> [Source text]
■ ■ ■
Abstract
Background Primary carnitine deficiency (PCD) is an autosomal recessive rare disorder of carnitine cycle and carnitine transport caused by mutations in the SLC22A5 gene. The prevalence of PCD is unclear. This study aimed to estimate the carrier frequency and genetic prevalence of PCD using Genome Aggregation Database (gnomAD) data.
Methods The pathogenicity of SLC22A5 variants was interpreted according to the American College of Medical Genetics and Genomics (ACMG) standards and guidelines. The minor allele frequency (MAF) of SLC22A5 gene disease-causing variants in 807,162 unique individuals was examined to estimate the global prevalence of PCD in five major ethnicities: African (afr), Admixed American (amr), East Asian (eas), Non-Finnish European (nfe) and South Asian (sas). The global and population-specific carrier frequencies and genetic prevalence of PCD were calculated using the Hardy–Weinberg equation.
Results In total, 195 pathogenic/likely pathogenic variants (PV/LPV) were identified according to ACMG standards and guidelines. The global carrier frequency and genetic prevalence of PCD were 1/88 and 1/31,260, respectively.
Conclusions The prevalence of PCD is estimated to be 1/30,000 globally, with a range of between 1/20,000 and 1/70,000 depending on ethnicity.
Introduction
Systemic primary carnitine deficiency (OMIM: 212140, ORPHA: 158, GARD: 5104) is a rare inborn error of fatty acid metabolism [1]. It presents with a broad spectrum of clinical signs and symptoms, with cardiac symptoms (predominantly cardiomyopathy) being the most prevalent. Neurological, hepatic, and metabolic symptoms occurred. symptoms in PCD predominantly develop in early childhood, however, adult onset of symptoms can occur, patients suffered a severe event without any preceding symptom. Newborn screening (NBS) can detect most cases of PCD, with both newborns and mothers of newborns remaining asymptomatic [2]. The diagnosis can be suspected on newborn screening, it is established through genetic and/or functional (carnitine transporter activity) testing [3]. Primary carnitine deficiency can be treated with L-carnitine supplementation [4].
■ ■ ■
> [Exercise instructions]
a – Could you copy the abstract, starting at "Results In total, 195" and ending at "depending on ethnicity.", with "PCD" renamed to "SPCD"?
b – Which five major ethnicities does the primary carnitine deficiency abstract use to estimate prevalence?
c – Can you pick up the primary carnitine deficiency article after its last sentence and keep writing?

> [Data]
■ ■ ■
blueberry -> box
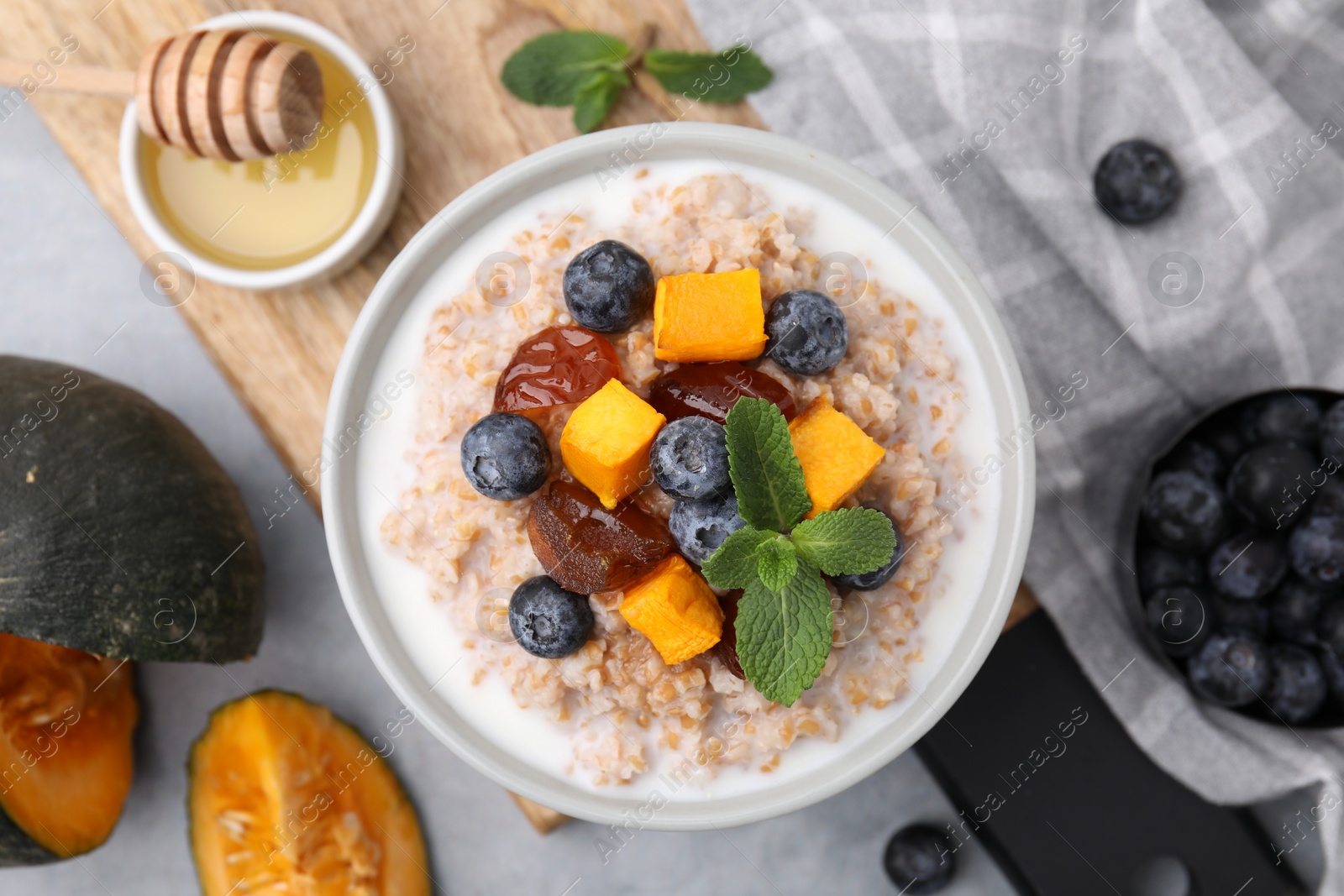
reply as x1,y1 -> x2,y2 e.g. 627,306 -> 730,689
■ ■ ■
> [Answers provided]
a –
Results In total, 195 pathogenic/likely pathogenic variants (PV/LPV) were identified according to ACMG standards and guidelines. The global carrier frequency and genetic prevalence of SPCD were 1/88 and 1/31,260, respectively.
Conclusions The prevalence of SPCD is estimated to be 1/30,000 globally, with a range of between 1/20,000 and 1/70,000 depending on ethnicity.

b – African (afr), Admixed American (amr), East Asian (eas), Non-Finnish European (nfe), South Asian (sas)

c –
PCD is an autosomal recessive disorder which caused by homozygous or compound heterozygous pathogenic mutations in the SLC22A5 gene [5–7] that encodes the plasma membrane sodium-dependent high affinity carnitine transporter OCTN2 [8]. OCTN2 is necessary for L-carnitine transport across the plasma membrane and L-carnitine is necessary for transporting long chain fatty acids into the mitochondria for fatty acid β-oxidation. The SLC22A5 gene, located on chromosome 5q31.1, spans 10 exons and comprises 25,903 base pairs, encoding OCTN2 protein of 557 amino acids. more than 200 SLC22A5 variants have been identified in patients with PCD since 1999 [7, 9–11].
primary carnitine deficiency (PCD) exact prevalence is unknown and varies depending on ethnicity. The incidence is 1/10,000-1/20,000 in China through newborn screening [12–14], 1/20,000 - 1/70,000 newborns in Europe and the USA [1] while the estimated incidence in Japan is 1/40,000 births [11]. The prevalence of PCD in the Faroe Islands is 1/297, which is the highest reported in the world [15].
As high-throughput sequencing technology has evolved, re-evaluation guidelines for interpreting and classifying the pathogenicity of identified variants have been implemented. In addition, large-scale population databases have become widely available and can be used for assessment of genetic variants in rare diseases. In fact, for several rare diseases, there is evidence that these databases have improved the interpretation and classification of variants in patients with monogenic disease and allowed better prediction of which variants are likely to cause disease. The Genome Aggregation Database (gnomAD) is a resource developed by an international coalition of investigators, with the goal of aggregating and harmonizing both exome and genome sequencing data from a wide variety of large-scale sequencing projects. The v4 data set (GRCh38) spans 730,947 exome sequences and 76,215 whole-genome sequences from unrelated individuals of diverse ancestries.
We attempted to obtain a more reliable estimate of the global prevalence and genetic spectrum of PCD from the Genome Aggregation Database (gnomAD) dataset using a well-established pipeline [16, 17]. Additionally, we aimed to generate a curated machine learning training dataset of SLC22A5 variants for pathogenicity classification and interpretation.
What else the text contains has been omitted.